State how many of the rows below contain the word "blue", giving only the number.

EXCERPTED RECORDS>

------------

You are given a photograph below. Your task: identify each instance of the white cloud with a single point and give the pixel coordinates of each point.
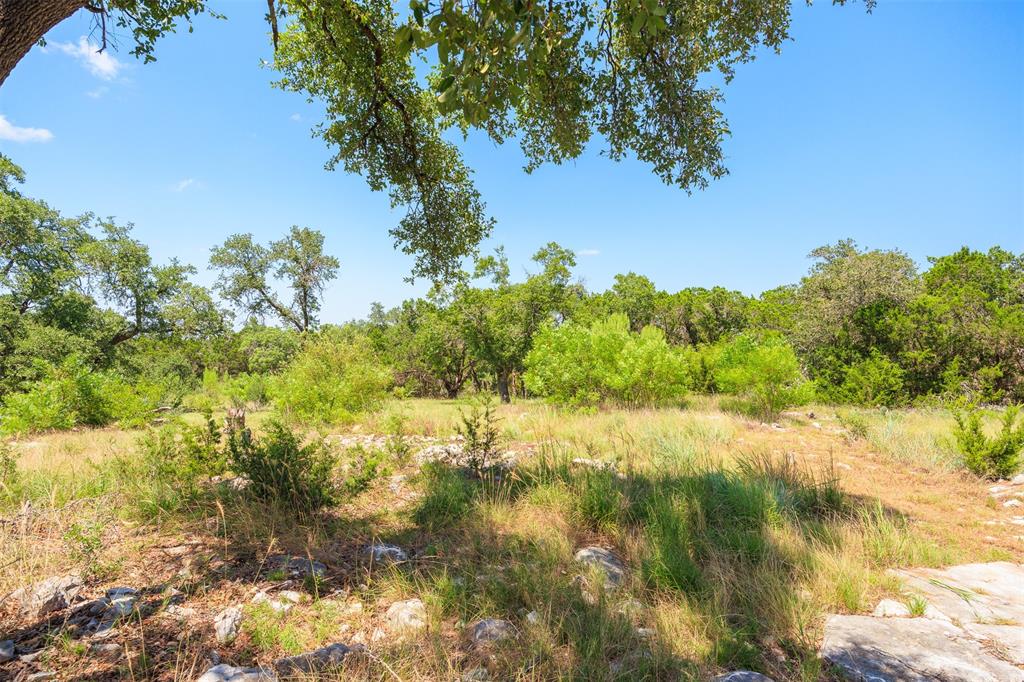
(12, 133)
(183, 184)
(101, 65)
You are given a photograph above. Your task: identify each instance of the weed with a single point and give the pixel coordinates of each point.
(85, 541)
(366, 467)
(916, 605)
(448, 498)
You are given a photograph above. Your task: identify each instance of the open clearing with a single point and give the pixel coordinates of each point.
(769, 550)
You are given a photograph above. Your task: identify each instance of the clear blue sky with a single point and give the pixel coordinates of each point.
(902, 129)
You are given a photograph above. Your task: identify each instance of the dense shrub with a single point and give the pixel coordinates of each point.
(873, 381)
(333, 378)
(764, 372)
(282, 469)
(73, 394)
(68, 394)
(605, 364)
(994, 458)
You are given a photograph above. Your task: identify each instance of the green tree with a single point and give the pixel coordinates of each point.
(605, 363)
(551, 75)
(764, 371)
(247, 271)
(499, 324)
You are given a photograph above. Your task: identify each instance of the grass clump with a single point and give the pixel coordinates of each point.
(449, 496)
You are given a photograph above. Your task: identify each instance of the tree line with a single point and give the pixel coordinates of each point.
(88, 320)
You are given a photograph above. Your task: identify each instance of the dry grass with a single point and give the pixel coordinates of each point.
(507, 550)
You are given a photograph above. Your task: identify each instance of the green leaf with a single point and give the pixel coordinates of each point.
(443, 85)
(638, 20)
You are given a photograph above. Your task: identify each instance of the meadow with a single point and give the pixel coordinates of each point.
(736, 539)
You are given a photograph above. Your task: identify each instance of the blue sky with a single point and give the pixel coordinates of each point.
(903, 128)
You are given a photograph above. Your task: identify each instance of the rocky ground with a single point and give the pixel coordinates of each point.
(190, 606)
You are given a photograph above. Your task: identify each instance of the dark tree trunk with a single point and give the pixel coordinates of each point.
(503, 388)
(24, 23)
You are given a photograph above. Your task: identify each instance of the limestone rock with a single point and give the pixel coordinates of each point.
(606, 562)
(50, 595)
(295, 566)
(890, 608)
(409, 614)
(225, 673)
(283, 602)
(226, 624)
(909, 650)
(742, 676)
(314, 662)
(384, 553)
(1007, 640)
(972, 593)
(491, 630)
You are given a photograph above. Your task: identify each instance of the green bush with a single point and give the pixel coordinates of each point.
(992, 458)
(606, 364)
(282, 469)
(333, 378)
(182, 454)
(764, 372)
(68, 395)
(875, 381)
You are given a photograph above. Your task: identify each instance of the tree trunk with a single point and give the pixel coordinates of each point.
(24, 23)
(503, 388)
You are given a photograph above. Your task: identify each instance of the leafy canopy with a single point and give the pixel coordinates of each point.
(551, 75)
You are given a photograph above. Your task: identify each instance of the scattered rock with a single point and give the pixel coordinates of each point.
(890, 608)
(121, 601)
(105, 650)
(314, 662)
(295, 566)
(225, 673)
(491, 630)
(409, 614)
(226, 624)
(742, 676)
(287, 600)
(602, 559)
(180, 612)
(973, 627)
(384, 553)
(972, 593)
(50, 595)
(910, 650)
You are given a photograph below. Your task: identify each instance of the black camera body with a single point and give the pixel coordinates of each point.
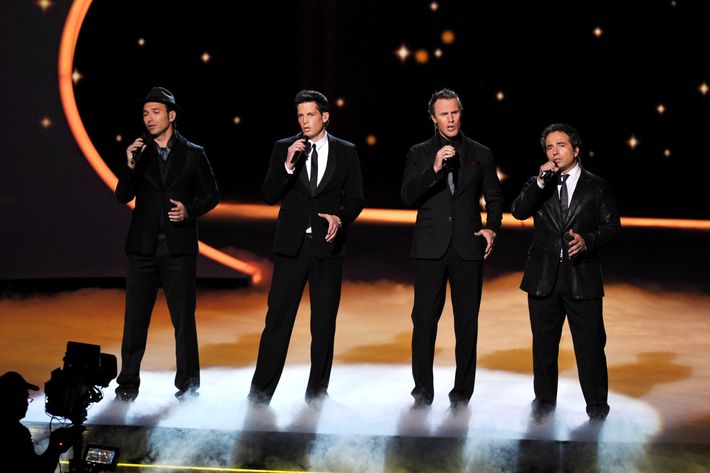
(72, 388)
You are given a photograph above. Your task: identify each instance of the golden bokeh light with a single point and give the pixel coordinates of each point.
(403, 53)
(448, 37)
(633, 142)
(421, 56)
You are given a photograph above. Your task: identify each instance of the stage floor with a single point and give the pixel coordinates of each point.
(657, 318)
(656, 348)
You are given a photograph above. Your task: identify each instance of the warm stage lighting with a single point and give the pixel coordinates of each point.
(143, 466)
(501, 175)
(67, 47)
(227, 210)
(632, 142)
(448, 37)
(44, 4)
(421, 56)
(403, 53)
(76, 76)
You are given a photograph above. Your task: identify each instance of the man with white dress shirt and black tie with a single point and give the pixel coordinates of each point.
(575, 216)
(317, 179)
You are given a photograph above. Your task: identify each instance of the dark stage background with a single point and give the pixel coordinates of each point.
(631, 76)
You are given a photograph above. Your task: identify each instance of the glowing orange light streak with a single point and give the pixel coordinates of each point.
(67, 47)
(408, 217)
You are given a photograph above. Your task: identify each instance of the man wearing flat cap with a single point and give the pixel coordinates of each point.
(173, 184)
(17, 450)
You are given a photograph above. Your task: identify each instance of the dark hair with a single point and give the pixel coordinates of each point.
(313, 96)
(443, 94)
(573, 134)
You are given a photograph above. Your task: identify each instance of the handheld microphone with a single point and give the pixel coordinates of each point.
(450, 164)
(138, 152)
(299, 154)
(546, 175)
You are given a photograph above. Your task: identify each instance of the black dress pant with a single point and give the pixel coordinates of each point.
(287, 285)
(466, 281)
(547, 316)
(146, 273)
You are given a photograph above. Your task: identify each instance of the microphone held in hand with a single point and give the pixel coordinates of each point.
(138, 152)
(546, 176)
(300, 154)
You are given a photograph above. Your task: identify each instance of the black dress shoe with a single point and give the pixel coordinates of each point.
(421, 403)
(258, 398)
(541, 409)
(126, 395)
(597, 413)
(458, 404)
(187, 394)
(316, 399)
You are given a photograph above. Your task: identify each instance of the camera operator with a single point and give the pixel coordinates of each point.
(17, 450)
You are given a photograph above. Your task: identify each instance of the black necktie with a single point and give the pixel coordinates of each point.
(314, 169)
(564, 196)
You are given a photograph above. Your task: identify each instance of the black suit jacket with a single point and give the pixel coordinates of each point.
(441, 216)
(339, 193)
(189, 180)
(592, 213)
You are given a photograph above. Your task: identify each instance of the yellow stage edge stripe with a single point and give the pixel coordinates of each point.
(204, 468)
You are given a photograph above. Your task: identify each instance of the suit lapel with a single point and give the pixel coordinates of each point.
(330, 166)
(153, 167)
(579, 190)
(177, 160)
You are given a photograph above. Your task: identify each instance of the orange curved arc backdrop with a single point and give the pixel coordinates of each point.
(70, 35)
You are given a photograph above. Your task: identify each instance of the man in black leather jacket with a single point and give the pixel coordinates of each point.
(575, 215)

------------

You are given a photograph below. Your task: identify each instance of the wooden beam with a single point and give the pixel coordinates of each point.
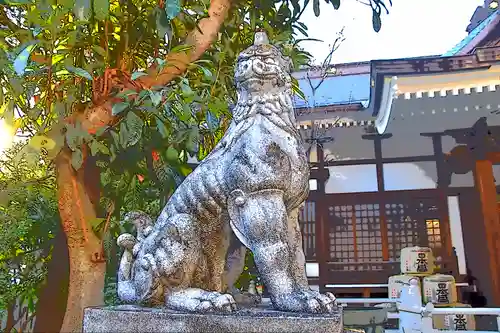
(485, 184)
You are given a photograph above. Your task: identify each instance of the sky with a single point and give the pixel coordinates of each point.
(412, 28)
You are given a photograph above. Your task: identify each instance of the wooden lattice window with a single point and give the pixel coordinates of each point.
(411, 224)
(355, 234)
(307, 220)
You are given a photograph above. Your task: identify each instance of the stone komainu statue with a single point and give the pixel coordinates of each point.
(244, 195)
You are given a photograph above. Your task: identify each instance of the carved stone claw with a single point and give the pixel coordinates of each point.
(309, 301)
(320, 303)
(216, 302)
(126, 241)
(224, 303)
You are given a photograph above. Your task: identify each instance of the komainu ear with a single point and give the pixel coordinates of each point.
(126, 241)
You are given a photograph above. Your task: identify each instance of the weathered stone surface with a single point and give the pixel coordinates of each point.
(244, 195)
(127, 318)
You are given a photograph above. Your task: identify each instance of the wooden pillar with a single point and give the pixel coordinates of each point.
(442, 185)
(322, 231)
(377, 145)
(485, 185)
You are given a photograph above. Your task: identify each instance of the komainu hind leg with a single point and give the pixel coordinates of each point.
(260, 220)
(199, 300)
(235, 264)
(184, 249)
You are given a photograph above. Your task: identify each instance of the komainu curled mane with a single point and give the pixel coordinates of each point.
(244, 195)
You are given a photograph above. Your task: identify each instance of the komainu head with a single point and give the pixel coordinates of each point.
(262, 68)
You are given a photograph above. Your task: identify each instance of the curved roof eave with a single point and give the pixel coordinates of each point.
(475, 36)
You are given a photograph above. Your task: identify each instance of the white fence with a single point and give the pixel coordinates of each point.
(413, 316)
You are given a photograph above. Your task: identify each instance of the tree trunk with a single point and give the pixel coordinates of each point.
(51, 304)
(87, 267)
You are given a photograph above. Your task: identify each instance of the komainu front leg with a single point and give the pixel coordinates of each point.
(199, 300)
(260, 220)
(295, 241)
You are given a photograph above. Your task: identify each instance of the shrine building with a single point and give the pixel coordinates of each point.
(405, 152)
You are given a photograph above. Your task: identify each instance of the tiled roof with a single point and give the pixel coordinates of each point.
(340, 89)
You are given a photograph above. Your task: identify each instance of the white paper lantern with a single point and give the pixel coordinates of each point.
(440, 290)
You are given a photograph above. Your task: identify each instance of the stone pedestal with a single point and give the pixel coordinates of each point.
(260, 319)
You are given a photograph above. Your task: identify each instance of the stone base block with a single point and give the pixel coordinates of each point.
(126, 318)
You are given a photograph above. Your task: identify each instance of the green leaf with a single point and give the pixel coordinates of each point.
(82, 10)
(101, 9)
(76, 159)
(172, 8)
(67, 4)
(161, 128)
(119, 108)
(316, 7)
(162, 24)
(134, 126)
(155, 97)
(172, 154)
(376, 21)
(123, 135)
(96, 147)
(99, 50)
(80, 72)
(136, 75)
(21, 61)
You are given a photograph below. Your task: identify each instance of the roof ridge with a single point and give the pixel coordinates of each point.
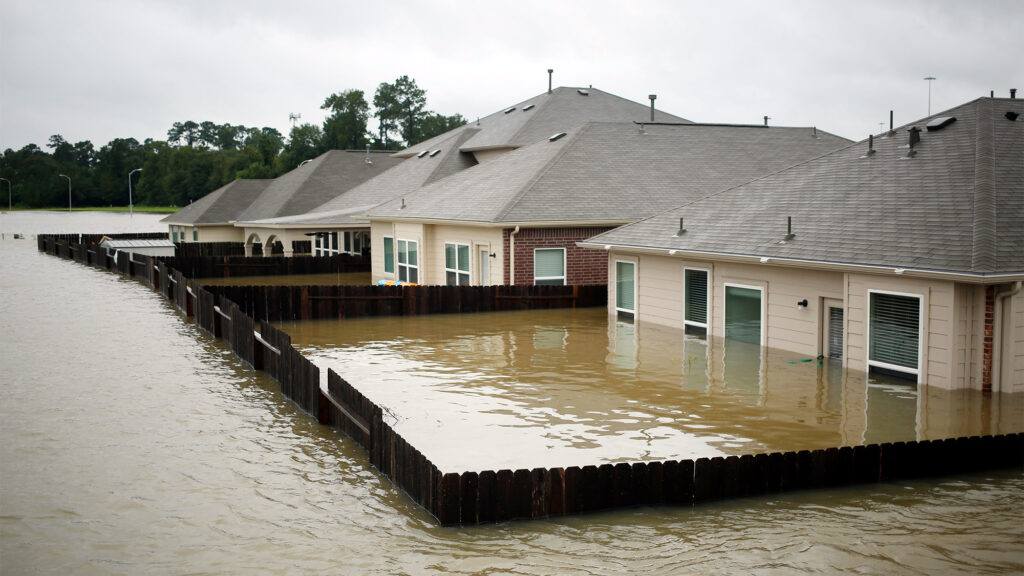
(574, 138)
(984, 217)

------------

EXERCISE ANSWER>
2